Lay out the lines below as a JSON list of strings, one string per line, leaving out any blank lines. Start with the line that contains "Agricultural drone survey: scan the aerial photo for man's nose." and continue through the line that contains "583, 129, 753, 208".

Region labeling records
◇ ◇ ◇ ◇ ◇ ◇ ◇
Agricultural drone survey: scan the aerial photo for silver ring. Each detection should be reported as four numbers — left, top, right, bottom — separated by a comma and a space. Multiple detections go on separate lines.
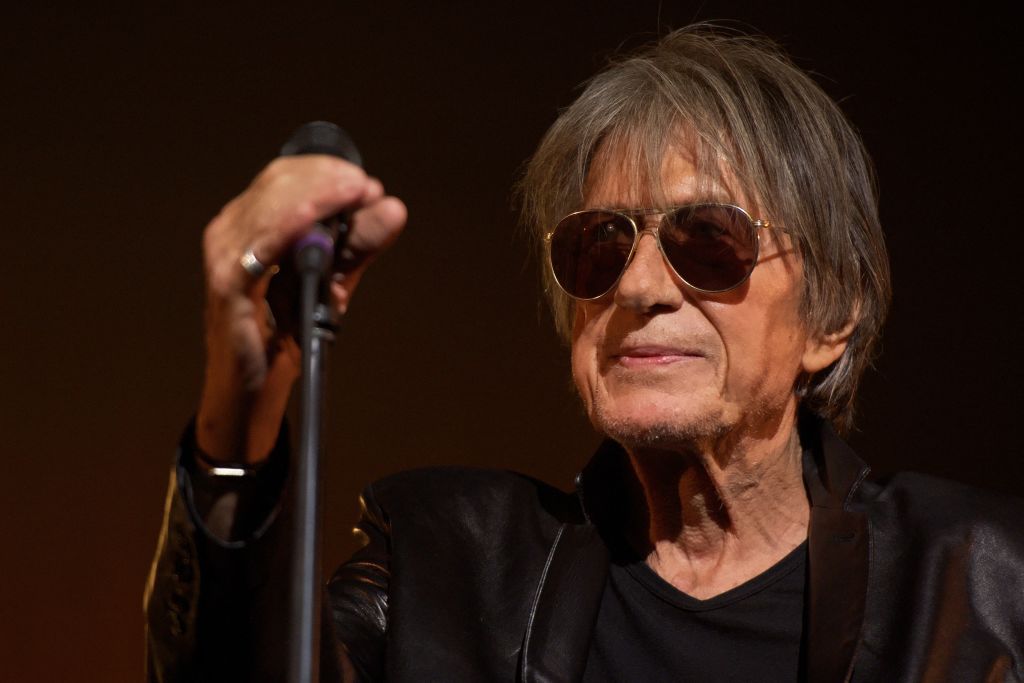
239, 247, 276, 280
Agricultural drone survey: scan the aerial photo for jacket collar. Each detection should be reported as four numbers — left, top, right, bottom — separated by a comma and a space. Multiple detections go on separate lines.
519, 415, 868, 682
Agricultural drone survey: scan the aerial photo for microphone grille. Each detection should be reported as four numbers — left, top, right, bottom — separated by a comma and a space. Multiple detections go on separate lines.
281, 121, 362, 166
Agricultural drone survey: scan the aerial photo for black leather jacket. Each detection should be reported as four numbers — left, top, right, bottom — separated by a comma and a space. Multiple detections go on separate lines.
146, 420, 1024, 682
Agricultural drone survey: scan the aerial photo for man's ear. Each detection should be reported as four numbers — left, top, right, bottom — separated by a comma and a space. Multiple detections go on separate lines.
800, 305, 860, 375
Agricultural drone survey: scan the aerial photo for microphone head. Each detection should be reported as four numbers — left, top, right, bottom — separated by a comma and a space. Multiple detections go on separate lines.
281, 121, 362, 166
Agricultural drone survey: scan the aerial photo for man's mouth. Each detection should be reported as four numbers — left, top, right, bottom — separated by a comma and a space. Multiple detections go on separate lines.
611, 344, 703, 368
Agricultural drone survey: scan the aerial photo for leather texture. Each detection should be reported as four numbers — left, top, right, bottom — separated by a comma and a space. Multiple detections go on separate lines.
146, 419, 1024, 683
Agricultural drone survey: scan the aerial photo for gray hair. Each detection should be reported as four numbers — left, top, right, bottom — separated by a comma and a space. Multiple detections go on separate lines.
519, 24, 890, 431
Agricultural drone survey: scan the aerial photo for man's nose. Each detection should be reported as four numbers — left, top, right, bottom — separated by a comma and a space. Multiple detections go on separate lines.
615, 228, 683, 313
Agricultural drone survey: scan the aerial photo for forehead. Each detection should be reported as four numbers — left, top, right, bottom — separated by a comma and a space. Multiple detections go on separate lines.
583, 129, 753, 208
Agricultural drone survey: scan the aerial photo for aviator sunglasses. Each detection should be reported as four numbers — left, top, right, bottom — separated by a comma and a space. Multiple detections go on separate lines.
545, 204, 782, 299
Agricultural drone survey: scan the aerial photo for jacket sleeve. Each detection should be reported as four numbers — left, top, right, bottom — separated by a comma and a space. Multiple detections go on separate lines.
144, 427, 389, 683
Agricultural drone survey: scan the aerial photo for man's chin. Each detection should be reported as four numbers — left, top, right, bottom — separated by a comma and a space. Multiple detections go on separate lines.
591, 405, 728, 450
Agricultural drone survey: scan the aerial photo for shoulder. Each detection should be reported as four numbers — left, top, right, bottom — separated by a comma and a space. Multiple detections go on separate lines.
861, 472, 1024, 570
862, 472, 1024, 530
364, 467, 582, 528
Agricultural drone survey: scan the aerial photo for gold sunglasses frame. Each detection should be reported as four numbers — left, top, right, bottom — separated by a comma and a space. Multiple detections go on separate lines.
544, 202, 785, 301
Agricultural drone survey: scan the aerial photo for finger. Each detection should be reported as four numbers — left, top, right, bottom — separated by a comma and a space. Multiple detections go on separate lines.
348, 197, 409, 253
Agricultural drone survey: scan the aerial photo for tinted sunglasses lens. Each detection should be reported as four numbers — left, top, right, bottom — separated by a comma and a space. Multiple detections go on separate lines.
551, 211, 635, 299
659, 204, 758, 292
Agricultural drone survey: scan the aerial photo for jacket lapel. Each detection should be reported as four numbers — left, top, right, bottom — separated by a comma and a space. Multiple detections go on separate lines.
519, 418, 869, 683
801, 418, 869, 683
519, 523, 608, 683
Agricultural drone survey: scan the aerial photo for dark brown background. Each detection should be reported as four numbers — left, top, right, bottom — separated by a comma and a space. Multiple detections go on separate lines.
0, 0, 1024, 681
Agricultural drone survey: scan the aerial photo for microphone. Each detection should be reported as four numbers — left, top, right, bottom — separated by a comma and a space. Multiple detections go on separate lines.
265, 121, 362, 336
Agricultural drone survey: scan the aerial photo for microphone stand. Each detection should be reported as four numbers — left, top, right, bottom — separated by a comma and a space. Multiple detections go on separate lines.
288, 230, 338, 683
276, 121, 362, 683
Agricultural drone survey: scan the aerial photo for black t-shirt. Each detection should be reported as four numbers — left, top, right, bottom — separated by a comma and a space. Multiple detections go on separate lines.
584, 542, 807, 683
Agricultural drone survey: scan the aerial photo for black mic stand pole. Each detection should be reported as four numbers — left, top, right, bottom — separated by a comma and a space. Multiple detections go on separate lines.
288, 232, 338, 683
282, 121, 361, 683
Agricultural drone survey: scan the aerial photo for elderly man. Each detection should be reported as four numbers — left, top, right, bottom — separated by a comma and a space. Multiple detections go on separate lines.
147, 27, 1024, 681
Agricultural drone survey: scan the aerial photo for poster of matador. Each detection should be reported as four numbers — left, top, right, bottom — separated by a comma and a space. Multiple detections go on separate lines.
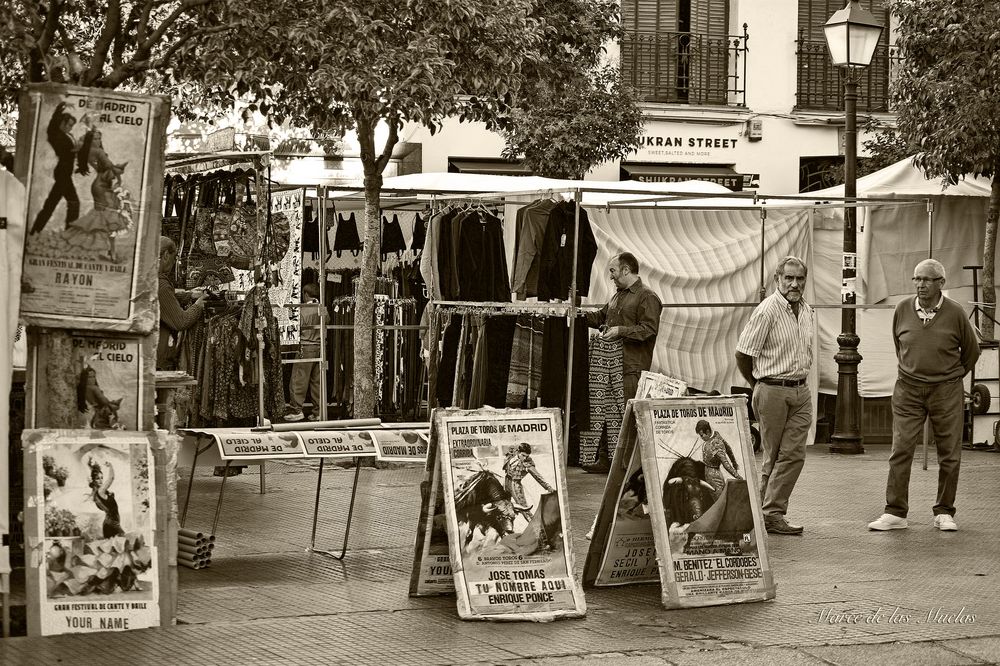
432, 409, 586, 620
18, 84, 169, 333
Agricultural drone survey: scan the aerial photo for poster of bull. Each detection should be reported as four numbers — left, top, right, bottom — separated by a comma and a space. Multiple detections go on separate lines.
583, 371, 687, 588
24, 430, 160, 635
410, 432, 455, 597
632, 396, 775, 608
17, 84, 169, 333
432, 408, 586, 621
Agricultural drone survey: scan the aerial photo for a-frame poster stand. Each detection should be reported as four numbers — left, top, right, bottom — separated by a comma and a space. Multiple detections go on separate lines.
583, 396, 775, 608
424, 409, 587, 622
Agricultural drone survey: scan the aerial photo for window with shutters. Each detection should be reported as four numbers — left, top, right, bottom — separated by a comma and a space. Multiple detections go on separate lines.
621, 0, 747, 105
795, 0, 898, 112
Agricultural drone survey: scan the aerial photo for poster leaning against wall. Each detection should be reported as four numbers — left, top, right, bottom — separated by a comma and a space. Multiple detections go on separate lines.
432, 409, 586, 621
17, 84, 170, 333
23, 430, 160, 635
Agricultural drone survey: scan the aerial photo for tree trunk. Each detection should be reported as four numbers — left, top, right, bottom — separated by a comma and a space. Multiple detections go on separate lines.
982, 174, 1000, 340
352, 114, 399, 418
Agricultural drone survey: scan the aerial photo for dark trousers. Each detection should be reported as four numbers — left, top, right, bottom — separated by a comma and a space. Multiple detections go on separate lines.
885, 378, 964, 518
31, 176, 80, 234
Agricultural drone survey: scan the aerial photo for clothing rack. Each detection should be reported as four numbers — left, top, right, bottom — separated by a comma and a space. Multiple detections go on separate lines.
164, 152, 277, 426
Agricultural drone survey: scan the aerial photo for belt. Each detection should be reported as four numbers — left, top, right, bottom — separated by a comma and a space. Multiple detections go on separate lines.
757, 377, 806, 388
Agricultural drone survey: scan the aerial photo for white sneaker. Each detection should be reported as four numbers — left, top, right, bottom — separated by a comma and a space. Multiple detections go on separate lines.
868, 513, 912, 532
934, 513, 958, 532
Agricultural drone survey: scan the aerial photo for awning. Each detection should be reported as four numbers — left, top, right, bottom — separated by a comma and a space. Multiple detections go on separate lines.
448, 157, 532, 176
621, 162, 743, 192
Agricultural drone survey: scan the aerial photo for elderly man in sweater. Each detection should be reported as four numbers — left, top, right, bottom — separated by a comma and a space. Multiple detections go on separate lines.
868, 259, 979, 532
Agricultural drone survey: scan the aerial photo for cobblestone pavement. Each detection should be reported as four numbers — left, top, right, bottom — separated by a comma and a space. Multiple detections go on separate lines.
0, 445, 1000, 666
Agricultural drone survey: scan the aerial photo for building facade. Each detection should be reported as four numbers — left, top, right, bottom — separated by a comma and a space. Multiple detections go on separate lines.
403, 0, 894, 194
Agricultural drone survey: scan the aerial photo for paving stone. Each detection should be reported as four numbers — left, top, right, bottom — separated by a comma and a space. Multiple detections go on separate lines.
802, 643, 981, 666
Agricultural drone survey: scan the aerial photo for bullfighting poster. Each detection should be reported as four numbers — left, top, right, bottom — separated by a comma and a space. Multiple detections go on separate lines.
632, 396, 775, 608
31, 333, 145, 430
410, 429, 455, 597
23, 430, 160, 635
433, 408, 586, 621
18, 84, 170, 333
583, 371, 687, 587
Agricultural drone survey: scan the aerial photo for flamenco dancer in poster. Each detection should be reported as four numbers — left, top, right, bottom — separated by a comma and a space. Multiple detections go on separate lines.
76, 365, 122, 430
30, 102, 80, 234
63, 121, 132, 263
87, 458, 125, 539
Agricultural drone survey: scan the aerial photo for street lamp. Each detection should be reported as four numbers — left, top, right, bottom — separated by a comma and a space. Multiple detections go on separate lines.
823, 0, 882, 453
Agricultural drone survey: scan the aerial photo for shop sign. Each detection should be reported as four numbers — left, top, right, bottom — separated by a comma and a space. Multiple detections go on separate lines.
626, 124, 743, 163
18, 84, 169, 333
432, 409, 586, 621
23, 430, 162, 636
585, 396, 775, 608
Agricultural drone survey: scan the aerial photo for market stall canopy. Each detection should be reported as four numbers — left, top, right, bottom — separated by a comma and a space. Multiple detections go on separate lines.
809, 157, 990, 397
810, 157, 990, 198
331, 172, 759, 207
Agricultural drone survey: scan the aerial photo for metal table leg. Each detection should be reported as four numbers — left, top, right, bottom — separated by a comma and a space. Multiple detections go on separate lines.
180, 443, 214, 527
309, 458, 361, 560
212, 460, 233, 537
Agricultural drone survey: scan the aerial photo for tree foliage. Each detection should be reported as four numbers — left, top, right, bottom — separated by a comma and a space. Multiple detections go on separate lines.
503, 65, 643, 179
0, 0, 236, 113
858, 116, 920, 177
892, 0, 1000, 338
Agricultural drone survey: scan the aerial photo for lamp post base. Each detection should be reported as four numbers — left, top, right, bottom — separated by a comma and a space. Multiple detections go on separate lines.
830, 332, 865, 454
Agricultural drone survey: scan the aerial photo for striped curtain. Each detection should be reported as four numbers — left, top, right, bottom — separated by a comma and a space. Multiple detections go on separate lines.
588, 208, 813, 393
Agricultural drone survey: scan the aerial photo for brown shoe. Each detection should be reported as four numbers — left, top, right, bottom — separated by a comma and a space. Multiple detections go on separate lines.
764, 514, 804, 534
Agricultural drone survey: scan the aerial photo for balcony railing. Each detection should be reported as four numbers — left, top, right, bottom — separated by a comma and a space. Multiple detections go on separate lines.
795, 38, 900, 113
621, 23, 750, 106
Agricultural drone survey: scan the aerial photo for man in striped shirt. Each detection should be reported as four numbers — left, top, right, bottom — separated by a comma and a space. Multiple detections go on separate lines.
736, 256, 815, 534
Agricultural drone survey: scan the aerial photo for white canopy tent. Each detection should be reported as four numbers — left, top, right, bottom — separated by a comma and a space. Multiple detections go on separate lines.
810, 158, 990, 397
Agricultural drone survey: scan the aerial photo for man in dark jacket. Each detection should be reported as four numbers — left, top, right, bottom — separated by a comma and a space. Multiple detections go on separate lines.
586, 252, 663, 400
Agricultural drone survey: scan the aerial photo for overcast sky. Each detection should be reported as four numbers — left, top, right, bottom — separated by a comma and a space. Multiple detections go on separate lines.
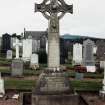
◇ ◇ ◇ ◇ ◇ ◇ ◇
WRITTEN SOLUTION:
[
  "Agricultural drone survey: scan the aerial photo for man's nose. Each detection should be reported as four numbers — left, top, right, bottom — separated by a comma and a space. Multiple detections go on separate lines.",
  "615, 228, 683, 313",
  "Agricultural drone survey: scan the aerial photo for forehead. Each detection should be reported as four numbers — left, top, right, bottom — separated by a comma and a space. Multiple detections go on separate lines.",
  "583, 129, 753, 208"
]